Written exercise :: Report how many lines in the material below contain the string "trees", treating uppercase and lowercase as different. Give only the number.

>>

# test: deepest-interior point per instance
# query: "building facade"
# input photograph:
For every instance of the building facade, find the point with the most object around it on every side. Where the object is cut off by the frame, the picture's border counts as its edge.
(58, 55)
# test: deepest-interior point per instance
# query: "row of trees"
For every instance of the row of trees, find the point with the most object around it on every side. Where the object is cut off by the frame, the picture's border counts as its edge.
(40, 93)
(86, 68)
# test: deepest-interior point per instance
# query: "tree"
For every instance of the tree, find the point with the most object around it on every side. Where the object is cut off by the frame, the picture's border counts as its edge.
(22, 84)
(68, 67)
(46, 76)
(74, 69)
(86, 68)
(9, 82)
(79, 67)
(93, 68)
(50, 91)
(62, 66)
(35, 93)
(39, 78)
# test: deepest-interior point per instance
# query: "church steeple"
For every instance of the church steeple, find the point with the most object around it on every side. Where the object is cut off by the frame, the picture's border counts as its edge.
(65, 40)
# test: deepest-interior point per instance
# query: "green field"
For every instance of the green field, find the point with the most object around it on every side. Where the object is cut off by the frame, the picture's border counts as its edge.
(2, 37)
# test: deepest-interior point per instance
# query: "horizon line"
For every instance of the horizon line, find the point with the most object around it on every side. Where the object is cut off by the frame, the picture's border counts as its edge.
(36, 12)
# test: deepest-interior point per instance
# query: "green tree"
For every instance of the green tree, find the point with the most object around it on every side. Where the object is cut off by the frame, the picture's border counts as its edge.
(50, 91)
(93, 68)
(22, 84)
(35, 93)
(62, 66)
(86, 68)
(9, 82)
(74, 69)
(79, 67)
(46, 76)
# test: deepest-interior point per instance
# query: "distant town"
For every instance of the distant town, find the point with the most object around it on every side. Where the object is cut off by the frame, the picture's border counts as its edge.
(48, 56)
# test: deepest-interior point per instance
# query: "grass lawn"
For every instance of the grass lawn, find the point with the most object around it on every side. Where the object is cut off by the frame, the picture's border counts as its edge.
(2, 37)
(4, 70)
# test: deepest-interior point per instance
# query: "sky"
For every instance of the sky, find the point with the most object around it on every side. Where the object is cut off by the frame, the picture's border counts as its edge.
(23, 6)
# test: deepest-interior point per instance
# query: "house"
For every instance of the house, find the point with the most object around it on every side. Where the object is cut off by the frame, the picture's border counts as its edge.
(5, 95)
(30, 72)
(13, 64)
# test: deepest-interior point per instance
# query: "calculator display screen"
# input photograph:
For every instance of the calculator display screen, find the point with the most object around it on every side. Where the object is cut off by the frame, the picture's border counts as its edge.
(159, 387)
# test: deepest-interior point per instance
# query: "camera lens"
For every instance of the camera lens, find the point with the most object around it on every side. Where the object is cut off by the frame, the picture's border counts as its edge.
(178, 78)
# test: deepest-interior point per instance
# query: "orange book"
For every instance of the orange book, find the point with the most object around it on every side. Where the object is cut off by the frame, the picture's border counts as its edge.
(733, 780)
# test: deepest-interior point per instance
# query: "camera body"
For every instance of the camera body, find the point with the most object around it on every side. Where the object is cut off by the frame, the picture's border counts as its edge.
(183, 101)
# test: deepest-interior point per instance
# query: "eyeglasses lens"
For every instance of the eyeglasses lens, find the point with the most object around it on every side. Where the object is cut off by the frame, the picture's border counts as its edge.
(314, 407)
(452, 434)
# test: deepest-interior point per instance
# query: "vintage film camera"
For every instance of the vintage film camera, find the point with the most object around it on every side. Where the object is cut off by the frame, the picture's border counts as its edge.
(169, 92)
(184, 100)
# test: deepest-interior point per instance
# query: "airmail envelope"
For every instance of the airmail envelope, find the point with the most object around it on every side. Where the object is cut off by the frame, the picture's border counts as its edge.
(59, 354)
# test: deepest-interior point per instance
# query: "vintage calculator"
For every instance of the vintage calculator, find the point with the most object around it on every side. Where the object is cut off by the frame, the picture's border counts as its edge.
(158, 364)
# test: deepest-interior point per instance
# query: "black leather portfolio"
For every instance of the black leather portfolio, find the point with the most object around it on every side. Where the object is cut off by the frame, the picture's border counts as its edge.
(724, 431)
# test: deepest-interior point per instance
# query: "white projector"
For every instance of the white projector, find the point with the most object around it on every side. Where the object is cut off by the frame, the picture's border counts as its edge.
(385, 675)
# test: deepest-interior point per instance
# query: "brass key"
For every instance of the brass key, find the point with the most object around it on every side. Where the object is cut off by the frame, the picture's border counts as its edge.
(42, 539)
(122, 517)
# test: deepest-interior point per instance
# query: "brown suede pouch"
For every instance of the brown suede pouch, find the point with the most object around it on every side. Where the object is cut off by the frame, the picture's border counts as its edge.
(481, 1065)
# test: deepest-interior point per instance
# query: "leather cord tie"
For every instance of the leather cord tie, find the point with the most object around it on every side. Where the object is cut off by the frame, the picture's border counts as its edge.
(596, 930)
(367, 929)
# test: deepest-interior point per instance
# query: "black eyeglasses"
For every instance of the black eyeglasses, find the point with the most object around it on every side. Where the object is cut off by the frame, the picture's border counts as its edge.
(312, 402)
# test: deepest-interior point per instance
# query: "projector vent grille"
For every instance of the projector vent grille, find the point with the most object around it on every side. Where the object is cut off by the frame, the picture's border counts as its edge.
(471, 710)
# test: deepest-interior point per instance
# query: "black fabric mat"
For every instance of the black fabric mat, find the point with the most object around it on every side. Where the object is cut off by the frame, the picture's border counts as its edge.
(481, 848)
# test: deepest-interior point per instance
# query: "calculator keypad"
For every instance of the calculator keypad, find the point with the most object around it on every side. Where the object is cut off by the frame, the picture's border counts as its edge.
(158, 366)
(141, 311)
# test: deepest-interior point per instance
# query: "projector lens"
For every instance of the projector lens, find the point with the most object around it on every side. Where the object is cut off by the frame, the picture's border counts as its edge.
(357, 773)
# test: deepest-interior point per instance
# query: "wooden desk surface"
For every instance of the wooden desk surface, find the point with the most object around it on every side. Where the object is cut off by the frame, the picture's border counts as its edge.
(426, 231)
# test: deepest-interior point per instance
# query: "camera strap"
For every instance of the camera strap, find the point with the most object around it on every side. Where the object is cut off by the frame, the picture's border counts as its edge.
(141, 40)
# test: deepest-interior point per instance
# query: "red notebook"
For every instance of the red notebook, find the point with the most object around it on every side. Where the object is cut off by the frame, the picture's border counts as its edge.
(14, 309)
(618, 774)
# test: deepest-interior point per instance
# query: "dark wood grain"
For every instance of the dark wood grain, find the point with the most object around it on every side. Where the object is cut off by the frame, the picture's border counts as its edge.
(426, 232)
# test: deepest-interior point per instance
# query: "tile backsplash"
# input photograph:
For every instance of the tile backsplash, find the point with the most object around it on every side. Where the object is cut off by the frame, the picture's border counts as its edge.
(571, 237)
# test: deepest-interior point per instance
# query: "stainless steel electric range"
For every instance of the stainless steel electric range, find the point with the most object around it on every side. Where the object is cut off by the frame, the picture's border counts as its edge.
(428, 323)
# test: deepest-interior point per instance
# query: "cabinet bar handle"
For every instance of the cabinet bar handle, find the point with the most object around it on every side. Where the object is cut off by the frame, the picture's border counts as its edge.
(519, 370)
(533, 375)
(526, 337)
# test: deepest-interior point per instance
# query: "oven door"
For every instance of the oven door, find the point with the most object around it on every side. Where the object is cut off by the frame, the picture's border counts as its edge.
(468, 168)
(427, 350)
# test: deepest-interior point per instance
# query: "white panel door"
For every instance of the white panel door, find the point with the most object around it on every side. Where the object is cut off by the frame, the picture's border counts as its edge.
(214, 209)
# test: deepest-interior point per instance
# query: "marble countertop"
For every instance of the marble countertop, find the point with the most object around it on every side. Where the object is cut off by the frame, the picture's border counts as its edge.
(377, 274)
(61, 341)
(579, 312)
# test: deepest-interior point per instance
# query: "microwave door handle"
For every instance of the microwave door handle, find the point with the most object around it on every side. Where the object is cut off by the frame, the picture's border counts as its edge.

<<

Correct output :: 2